**Supplied passage:**
..............................

Solitude Palace (Schloss Solitude) is a Rococo schloss and hunting retreat commissioned by Charles Eugene, Duke of Württemberg. It was designed by Johann Friedrich Weyhing and Philippe de La Guêpière, and constructed from 1764 to 1769. It is located on an elongated ridge between the towns of Leonberg, Gerlingen and Stuttgart in Baden-Württemberg.

==History==

Charles Eugene von Württemberg succeeded his father Charles Alexander as Duke of Württemberg in 1737, when he was only nine. The Duchy of Württemberg was ruled by a regency council until 1744, when Charles Eugene reached the age of majority at 16. His reign would be marked by economic difficulty, political strife, and extravagance.

..............................

**Data:**
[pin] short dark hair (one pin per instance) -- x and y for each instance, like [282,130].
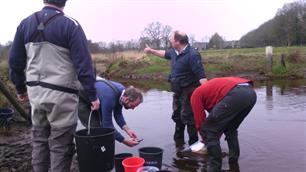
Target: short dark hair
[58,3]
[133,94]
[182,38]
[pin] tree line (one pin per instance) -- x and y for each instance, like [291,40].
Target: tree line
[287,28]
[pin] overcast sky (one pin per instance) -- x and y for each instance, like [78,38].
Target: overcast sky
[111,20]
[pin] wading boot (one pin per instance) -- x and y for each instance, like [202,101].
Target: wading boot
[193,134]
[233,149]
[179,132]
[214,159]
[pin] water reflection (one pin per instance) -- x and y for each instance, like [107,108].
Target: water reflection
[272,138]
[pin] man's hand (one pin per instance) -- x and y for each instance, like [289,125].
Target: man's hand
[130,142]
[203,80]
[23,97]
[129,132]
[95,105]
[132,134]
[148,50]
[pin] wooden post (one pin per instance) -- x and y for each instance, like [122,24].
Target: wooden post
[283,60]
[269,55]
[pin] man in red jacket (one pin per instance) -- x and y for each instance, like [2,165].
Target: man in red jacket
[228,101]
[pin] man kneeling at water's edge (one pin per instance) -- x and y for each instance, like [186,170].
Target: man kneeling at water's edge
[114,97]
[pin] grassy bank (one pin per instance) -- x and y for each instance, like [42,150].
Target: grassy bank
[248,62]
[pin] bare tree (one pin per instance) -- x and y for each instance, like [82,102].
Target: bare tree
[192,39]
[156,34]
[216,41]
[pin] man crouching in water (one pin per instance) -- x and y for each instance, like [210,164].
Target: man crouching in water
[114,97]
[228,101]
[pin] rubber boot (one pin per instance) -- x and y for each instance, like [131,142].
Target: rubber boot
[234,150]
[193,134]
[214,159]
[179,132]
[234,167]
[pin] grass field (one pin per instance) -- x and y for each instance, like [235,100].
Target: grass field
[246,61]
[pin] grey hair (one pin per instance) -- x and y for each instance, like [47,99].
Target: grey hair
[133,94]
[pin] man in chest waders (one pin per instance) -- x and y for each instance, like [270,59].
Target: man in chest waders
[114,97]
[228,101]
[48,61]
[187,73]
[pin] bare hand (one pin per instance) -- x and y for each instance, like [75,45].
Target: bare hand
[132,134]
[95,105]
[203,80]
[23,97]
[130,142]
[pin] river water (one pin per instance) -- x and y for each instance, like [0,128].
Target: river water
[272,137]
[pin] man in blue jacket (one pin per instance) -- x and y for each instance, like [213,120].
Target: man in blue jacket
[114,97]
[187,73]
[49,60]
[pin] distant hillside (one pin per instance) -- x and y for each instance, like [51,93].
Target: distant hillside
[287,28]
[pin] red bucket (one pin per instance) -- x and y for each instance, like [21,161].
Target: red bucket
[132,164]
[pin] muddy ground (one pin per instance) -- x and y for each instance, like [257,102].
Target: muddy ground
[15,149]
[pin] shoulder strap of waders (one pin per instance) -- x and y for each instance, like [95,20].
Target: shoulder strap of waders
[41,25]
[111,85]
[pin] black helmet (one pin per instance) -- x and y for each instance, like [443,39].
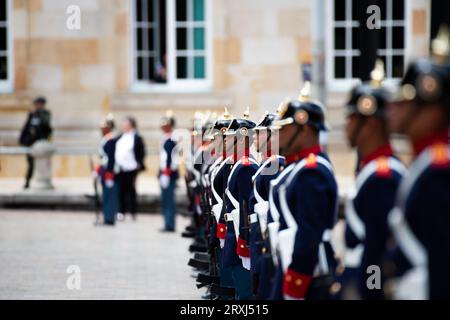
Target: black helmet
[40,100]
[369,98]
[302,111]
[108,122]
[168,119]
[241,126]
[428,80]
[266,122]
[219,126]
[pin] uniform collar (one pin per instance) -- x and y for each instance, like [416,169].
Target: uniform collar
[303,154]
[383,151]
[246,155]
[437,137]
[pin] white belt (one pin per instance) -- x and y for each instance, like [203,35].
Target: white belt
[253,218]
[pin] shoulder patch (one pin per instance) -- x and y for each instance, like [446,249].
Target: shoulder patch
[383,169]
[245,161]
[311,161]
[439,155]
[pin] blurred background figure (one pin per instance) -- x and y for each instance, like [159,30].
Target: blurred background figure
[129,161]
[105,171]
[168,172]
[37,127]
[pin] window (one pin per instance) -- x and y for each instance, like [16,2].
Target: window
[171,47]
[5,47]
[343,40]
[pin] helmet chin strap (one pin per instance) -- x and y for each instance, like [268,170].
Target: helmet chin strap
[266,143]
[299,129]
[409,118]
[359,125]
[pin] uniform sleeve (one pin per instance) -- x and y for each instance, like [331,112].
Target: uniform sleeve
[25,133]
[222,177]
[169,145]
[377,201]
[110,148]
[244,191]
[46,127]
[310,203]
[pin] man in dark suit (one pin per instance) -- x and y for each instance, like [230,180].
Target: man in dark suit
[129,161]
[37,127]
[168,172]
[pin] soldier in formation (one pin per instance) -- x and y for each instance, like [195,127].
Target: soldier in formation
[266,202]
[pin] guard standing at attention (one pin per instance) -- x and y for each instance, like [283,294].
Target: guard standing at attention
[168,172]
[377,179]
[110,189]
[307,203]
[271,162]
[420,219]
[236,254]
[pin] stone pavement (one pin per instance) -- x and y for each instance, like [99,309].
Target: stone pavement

..............................

**Problem set:**
A – In the passage on Solitude Palace, translate this sentence into Spanish: "The Duchy of Württemberg was ruled by a regency council until 1744, when Charles Eugene reached the age of majority at 16."
B – Transcribe the passage on Solitude Palace from "Solitude Palace (Schloss" to "Stuttgart in Baden-Württemberg.".
C – According to the passage on Solitude Palace, why was the Duchy of Württemberg governed by a regency council until 1744? Answer in one to three sentences.

**Task responses:**
A – El Ducado de Wurtemberg fue gobernado por un consejo de regencia hasta 1744, cuando Charles Eugene alcanzó la mayoría de edad a los 16 años.

B –
Solitude Palace (Schloss Solitude) is a Rococo schloss and hunting retreat commissioned by Charles Eugene, Duke of Württemberg. It was designed by Johann Friedrich Weyhing and Philippe de La Guêpière, and constructed from 1764 to 1769. It is located on an elongated ridge between the towns of Leonberg, Gerlingen and Stuttgart in Baden-Württemberg.

C – Charles Eugene became Duke of Württemberg in 1737 at the age of nine, so a regency council ruled for him. That arrangement ended in 1744, when he reached the age of majority at 16.